▽
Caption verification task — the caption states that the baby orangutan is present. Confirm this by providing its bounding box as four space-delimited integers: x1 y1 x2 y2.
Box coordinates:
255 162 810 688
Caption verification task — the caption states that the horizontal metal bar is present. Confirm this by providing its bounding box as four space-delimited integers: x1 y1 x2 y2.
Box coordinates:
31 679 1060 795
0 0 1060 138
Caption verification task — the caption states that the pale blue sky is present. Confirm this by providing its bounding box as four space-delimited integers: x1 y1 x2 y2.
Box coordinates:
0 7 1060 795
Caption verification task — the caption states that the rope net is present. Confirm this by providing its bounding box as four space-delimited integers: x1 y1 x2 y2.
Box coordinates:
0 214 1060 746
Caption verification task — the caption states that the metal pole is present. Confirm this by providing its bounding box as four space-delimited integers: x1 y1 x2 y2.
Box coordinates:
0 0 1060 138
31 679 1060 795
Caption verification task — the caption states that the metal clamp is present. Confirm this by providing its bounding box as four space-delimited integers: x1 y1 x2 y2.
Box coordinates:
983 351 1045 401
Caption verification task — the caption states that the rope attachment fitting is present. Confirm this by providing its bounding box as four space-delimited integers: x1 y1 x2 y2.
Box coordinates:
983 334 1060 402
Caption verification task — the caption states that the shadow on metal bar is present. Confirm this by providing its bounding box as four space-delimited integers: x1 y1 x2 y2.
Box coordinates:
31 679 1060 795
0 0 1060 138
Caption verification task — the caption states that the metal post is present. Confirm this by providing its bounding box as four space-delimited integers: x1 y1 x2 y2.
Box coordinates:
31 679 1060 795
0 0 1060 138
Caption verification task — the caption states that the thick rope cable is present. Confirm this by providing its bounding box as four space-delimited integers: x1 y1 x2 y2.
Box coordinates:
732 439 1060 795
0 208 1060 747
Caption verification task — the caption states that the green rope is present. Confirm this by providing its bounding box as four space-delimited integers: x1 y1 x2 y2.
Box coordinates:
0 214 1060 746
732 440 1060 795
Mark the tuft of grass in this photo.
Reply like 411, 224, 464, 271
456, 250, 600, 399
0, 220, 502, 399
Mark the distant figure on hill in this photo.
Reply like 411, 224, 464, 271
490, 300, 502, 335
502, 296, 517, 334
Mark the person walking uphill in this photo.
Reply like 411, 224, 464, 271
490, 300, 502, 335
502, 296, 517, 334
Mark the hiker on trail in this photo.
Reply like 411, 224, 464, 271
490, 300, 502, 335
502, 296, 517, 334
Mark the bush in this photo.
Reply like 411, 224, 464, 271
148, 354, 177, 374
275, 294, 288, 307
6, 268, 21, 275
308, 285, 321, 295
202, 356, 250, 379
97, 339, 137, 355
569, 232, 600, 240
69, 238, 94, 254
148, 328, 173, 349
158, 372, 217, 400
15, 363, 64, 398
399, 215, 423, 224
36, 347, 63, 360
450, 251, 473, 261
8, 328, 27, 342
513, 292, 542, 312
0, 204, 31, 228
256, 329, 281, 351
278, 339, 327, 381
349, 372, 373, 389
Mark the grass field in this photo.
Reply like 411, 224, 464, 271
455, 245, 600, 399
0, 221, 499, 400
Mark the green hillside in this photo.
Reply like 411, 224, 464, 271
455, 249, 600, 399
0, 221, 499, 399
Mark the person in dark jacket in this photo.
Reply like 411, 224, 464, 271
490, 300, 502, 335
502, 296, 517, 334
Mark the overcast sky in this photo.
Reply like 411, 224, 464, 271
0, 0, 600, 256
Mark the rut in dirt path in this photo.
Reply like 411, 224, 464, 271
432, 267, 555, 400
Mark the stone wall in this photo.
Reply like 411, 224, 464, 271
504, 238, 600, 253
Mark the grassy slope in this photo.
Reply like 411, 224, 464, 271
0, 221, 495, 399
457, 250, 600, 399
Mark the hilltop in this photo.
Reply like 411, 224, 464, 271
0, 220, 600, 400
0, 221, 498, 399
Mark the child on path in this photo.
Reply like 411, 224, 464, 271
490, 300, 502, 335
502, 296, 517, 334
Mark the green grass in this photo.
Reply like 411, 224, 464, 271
△
▸ **Problem to work on**: Collect every line in the records that contains the word "path", and copy each one in full.

▸ **Full response**:
Mark the rut in dirt path in this photo.
Mark the child on path in this photo.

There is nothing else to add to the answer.